- **Aim of the task**
Convert the lines below into a Markdown table with the columns Row and Line Text, starting at the line containing "y=69, one point per instance." and ending at the line containing "x=107, y=49". Put only those lines in the table and leave out any blank lines.

*** Material for this task ***

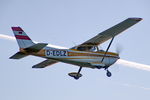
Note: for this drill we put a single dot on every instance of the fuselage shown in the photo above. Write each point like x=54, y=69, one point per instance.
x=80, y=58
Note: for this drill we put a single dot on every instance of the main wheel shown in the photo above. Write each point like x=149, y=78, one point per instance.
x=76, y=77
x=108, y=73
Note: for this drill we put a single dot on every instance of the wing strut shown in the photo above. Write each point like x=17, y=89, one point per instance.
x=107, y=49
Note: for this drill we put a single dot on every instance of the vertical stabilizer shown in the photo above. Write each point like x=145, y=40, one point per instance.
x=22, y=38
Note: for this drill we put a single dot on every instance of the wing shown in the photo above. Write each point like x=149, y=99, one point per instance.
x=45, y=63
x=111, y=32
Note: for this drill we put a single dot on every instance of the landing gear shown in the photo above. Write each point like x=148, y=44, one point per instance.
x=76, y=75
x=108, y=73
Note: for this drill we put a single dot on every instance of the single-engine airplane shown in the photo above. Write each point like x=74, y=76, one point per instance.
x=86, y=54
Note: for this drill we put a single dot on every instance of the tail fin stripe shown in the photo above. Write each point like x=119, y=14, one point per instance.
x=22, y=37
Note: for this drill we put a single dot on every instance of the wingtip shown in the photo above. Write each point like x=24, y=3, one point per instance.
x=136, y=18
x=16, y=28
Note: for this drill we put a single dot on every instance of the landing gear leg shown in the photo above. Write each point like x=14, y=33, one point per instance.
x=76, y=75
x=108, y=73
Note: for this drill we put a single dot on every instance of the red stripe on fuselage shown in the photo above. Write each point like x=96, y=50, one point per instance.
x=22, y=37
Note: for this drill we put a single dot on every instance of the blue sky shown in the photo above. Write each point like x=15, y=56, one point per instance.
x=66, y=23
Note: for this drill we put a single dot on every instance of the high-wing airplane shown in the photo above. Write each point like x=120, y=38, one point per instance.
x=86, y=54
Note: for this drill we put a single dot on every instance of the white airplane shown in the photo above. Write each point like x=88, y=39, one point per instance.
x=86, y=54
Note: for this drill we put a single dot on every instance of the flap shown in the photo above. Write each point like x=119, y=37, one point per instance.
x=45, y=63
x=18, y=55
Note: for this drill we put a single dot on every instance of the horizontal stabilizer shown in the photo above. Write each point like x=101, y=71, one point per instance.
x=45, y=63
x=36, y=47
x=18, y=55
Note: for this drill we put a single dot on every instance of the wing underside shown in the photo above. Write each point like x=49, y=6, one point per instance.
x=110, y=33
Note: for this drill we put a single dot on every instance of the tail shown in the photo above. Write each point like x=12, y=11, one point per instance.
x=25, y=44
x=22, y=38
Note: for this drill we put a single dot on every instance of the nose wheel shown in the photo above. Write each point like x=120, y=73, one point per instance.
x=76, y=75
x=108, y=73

***
*** Material for this task ***

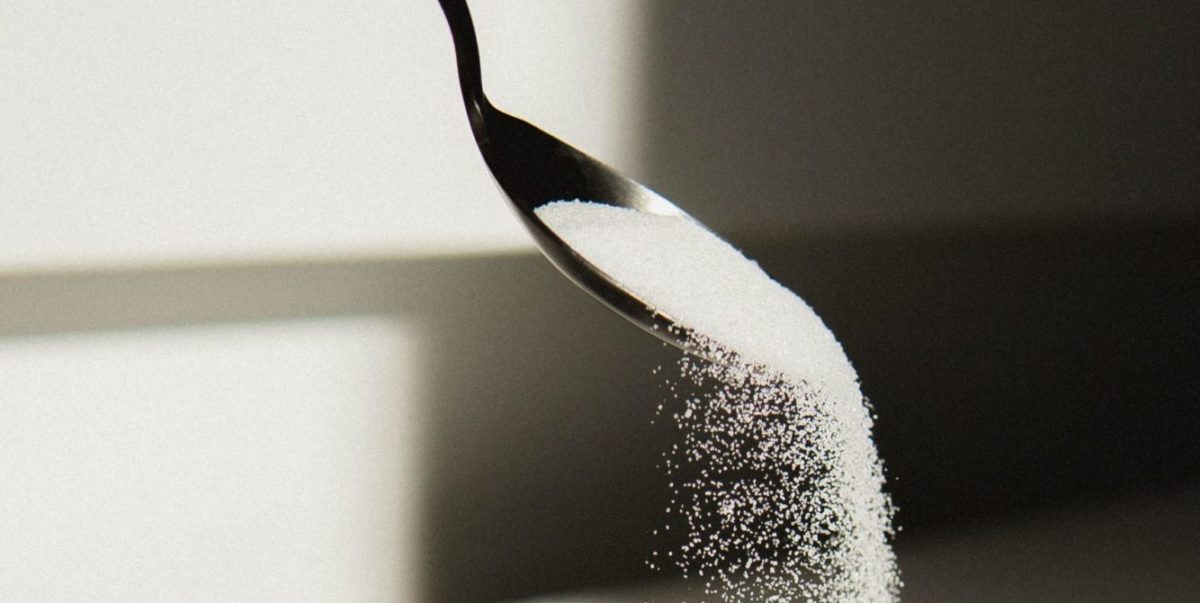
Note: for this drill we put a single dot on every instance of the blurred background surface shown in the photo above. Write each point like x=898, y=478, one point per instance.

***
*** Material for this task ***

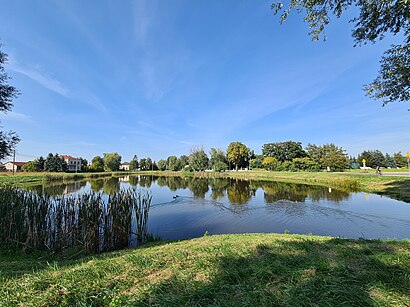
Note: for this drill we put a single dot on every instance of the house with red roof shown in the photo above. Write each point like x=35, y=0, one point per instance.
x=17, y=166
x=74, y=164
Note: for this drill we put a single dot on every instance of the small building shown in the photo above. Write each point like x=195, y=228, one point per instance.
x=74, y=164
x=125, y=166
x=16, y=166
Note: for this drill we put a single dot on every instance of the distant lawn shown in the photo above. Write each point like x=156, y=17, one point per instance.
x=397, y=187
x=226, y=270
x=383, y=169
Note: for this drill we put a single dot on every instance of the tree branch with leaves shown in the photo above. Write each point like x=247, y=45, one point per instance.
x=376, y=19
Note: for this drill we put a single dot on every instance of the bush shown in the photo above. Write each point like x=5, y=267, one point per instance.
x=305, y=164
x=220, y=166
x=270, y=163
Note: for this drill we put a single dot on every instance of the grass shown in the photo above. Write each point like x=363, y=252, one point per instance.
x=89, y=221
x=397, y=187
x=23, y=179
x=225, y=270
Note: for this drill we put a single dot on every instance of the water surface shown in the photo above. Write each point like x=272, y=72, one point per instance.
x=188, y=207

***

- **Answer to the task**
| Row | Line Text |
|---|---|
| 1 | Note: for this drill we put a single dot on every instance of the fuselage shown in the photo above. Write each point like x=54, y=69, one point per instance. |
| 2 | x=80, y=58 |
| 3 | Note: for this drill we put a single dot on every instance of the main wheel shown in the photo above. Write each point like x=149, y=78, one point per instance. |
| 4 | x=76, y=77 |
| 5 | x=108, y=73 |
| 6 | Note: for this drill we put a single dot on every instance of the wing strut shown in the photo above. Write each point like x=17, y=89, one point per instance. |
| 7 | x=107, y=49 |